(Raw records)
+--

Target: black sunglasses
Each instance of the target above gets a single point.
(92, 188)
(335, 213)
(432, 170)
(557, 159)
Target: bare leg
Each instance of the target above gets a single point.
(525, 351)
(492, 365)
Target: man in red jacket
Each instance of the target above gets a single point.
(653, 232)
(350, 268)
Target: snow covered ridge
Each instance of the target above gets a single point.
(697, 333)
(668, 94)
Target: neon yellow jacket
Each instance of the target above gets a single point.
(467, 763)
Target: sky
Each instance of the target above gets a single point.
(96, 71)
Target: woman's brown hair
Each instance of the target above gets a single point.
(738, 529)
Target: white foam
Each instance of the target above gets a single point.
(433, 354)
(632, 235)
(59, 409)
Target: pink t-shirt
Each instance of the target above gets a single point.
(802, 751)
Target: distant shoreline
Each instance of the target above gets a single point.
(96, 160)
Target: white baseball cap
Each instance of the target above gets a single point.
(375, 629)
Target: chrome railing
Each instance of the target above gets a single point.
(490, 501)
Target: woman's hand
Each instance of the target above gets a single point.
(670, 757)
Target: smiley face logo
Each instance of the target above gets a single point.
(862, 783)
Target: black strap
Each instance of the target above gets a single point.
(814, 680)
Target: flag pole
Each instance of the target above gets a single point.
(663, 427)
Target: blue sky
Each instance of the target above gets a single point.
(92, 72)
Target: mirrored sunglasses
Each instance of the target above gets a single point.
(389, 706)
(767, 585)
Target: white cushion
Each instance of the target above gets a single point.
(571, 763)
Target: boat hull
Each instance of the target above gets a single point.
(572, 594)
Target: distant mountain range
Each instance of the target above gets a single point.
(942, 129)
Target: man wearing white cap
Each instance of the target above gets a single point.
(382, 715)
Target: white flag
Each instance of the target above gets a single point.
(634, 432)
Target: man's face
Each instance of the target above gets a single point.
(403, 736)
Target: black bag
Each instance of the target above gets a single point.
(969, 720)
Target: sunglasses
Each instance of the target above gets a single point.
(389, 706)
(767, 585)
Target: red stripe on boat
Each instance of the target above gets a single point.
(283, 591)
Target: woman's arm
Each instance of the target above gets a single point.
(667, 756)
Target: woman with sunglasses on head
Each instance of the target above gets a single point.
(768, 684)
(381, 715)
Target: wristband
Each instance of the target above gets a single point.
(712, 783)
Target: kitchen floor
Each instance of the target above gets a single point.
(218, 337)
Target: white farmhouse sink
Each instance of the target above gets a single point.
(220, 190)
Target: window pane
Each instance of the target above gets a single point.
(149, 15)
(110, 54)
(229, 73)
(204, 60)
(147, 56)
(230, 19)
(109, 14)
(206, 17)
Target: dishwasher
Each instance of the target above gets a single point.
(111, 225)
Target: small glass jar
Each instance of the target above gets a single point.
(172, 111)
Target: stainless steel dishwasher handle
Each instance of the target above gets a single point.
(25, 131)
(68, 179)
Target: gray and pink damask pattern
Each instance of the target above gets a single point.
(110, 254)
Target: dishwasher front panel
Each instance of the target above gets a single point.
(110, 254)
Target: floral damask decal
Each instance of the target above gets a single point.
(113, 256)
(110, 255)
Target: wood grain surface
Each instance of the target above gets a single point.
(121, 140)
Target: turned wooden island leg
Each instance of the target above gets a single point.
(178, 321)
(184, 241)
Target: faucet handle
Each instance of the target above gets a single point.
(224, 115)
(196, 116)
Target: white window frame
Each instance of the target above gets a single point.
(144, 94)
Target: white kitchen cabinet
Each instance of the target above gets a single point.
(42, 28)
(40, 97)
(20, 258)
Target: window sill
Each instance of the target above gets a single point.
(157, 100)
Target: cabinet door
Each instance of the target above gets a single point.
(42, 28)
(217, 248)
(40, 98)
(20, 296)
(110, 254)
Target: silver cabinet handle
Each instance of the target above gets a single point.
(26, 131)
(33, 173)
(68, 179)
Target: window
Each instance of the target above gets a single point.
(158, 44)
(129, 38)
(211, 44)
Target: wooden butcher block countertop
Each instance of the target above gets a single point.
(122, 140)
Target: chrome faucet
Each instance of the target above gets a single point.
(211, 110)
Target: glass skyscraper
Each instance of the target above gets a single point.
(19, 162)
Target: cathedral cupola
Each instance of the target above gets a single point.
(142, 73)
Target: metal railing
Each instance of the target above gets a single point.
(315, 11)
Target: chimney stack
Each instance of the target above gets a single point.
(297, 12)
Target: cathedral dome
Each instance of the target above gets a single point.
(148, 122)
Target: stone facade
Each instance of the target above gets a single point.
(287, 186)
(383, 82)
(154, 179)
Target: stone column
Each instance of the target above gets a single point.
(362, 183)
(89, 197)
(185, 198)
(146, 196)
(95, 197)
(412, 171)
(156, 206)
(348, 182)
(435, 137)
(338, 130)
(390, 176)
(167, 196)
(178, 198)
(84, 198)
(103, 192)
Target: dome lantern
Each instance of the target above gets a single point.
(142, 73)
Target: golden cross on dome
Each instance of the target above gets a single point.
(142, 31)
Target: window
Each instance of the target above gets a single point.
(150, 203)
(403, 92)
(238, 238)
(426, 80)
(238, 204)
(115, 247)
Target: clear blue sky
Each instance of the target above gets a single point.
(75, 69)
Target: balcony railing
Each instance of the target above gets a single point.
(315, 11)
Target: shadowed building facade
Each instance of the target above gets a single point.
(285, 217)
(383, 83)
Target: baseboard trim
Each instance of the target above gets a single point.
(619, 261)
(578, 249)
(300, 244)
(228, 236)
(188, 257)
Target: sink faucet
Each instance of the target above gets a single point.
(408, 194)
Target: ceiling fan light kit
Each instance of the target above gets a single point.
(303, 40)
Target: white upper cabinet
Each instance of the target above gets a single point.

+--

Brief: Copy all the lines, exactly.

Full response:
Target: black sunglasses
Each instance of the target above gets a single point.
(92, 188)
(335, 213)
(432, 170)
(557, 159)
Target: bare leg
Each instance of the target above gets a single point.
(525, 351)
(492, 365)
Target: man in red jacket
Each instance of the target above gets a single point.
(653, 232)
(350, 268)
Target: snow covered ridge
Each instance of the target above gets a single point.
(697, 333)
(668, 94)
Target: neon yellow jacket
Each instance of the target above gets a single point.
(467, 763)
Target: sky
Each instance of the target above gets a single point.
(96, 71)
Target: woman's brown hair
Each instance of the target above gets a single point.
(738, 529)
Target: white foam
Each instance of the target above gets a single point.
(433, 354)
(632, 235)
(59, 409)
Target: pink t-shirt
Each instance of the target above gets a single point.
(802, 751)
Target: distant shoreline
Each instance of the target above gets a single point.
(96, 160)
Target: white baseball cap
Each instance of the target above gets a single point.
(375, 629)
Target: chrome railing
Each instance of the target above gets a single point.
(490, 501)
Target: woman's hand
Each instance of the target above gets a single point.
(670, 757)
Target: smiley face logo
Each instance of the target above gets a single point.
(862, 783)
Target: black strap
Each instance of the target above gets a single point.
(814, 680)
Target: flag pole
Each instance of the target above gets a single point.
(663, 427)
Target: blue sky
Each instance of the target above gets a single point.
(92, 72)
Target: mirrored sunglasses
Each instance of the target above gets a single point.
(389, 706)
(767, 585)
Target: white cushion
Each instance of the target above gets a single point.
(571, 763)
Target: boat hull
Each instance of the target above gets a single point.
(572, 594)
Target: distant mountain range
Each instance of the target above gets a single point.
(942, 129)
Target: man wearing white cap
Each instance of the target above gets a single point.
(382, 715)
Target: white flag
Each instance of the target above gets a single point.
(634, 432)
Target: man's face
Each instance of the target above gets a single point.
(403, 736)
Target: black bag
Each instance of the target above gets a single point.
(969, 720)
Target: sunglasses
Each instance of the target above gets a single point.
(389, 706)
(767, 585)
Target: red stripe on boat
Each instance of the target above gets a single point.
(283, 591)
Target: woman's arm
Each instance of the target above gets a single point.
(667, 756)
Target: woman with sunglasses on head
Each instance of the target above gets a single point.
(768, 684)
(381, 715)
Target: wristband
Each instance of the target above gets a single point.
(712, 783)
Target: kitchen floor
Each instance of the target above gets a single point.
(218, 337)
Target: white farmhouse sink
Each instance of the target above gets a single point.
(220, 190)
Target: window pane
Each instance of the target above gets a single point.
(149, 15)
(110, 54)
(229, 73)
(204, 60)
(147, 56)
(230, 19)
(109, 14)
(206, 17)
Target: dishwasher
Each instance of the target above gets a single point.
(111, 225)
Target: small glass jar
Each instance of the target above gets a single point.
(172, 111)
Target: stainless steel dishwasher handle
Each instance of the target above gets a single point.
(25, 131)
(68, 179)
Target: gray and pink damask pattern
Each instance of the target above gets a single point.
(110, 254)
Target: dishwasher front panel
Each instance of the target above gets a single point.
(110, 254)
Target: floral damask decal
Each instance of the target above gets a single point.
(113, 256)
(110, 255)
Target: wood grain surface
Each instance of the target above gets a single point.
(121, 140)
Target: turned wooden island leg
Each instance of the target above gets a single point.
(178, 321)
(184, 241)
Target: faucet handle
Each instance of the target above gets a single point.
(224, 115)
(196, 116)
Target: white window frame
Each instance of the target above gets a single point.
(144, 94)
Target: white kitchen cabinet
Each instance of the target above gets a single point.
(42, 28)
(40, 97)
(20, 258)
Target: window sill
Each instance of the target above gets a single point.
(157, 100)
Target: cabinet door
Each instance of the target above gets a single point.
(42, 28)
(217, 248)
(40, 98)
(20, 296)
(110, 254)
Target: silver cabinet handle
Each instance of the target above gets a single point.
(26, 131)
(33, 173)
(68, 179)
Target: window
Each instance of the target above gets a single point.
(158, 44)
(129, 38)
(211, 44)
Target: wooden butcher block countertop
Each instance of the target above gets a single point.
(122, 140)
Target: chrome faucet
Each instance of the target above gets a single point.
(211, 110)
Target: glass skyscraper
Each instance of the target above gets a single point.
(19, 162)
Target: cathedral cupola
Each instance of the target above gets a single point.
(142, 73)
Target: metal railing
Each instance of the target above gets a single point.
(315, 11)
Target: chimney stack
Each instance of the target above gets a single point.
(297, 12)
Target: cathedral dome
Each instance of the target above gets a single point.
(148, 122)
Target: stone facade
Each instance of the target above gets a single point.
(287, 186)
(383, 82)
(154, 179)
Target: stone column
Each instance of the target above gets a single point.
(362, 183)
(89, 197)
(185, 198)
(146, 196)
(95, 197)
(412, 171)
(156, 206)
(348, 182)
(435, 137)
(338, 130)
(390, 176)
(167, 196)
(178, 198)
(84, 198)
(103, 192)
Target: dome lantern
Each instance of the target above gets a single point.
(142, 73)
Target: golden cross on dome
Each instance of the target above gets a single point.
(142, 31)
Target: window
Each instance of the target above gets a single point.
(150, 203)
(403, 92)
(238, 238)
(426, 80)
(238, 204)
(115, 247)
Target: clear blue sky
Each instance of the target above gets a single point.
(75, 69)
Target: balcony railing
Each instance of the target above gets a single point.
(315, 11)
Target: shadowed building facade
Each instance of the target above gets a single point.
(285, 217)
(383, 83)
Target: baseboard trim
Each instance of the target above gets a single point.
(619, 261)
(578, 249)
(300, 244)
(228, 236)
(188, 257)
Target: sink faucet
Each instance of the target above gets a single point.
(408, 194)
Target: ceiling fan light kit
Each instance of the target above gets a single point.
(303, 40)
Target: white upper cabinet
Each instance of the target above gets a single point.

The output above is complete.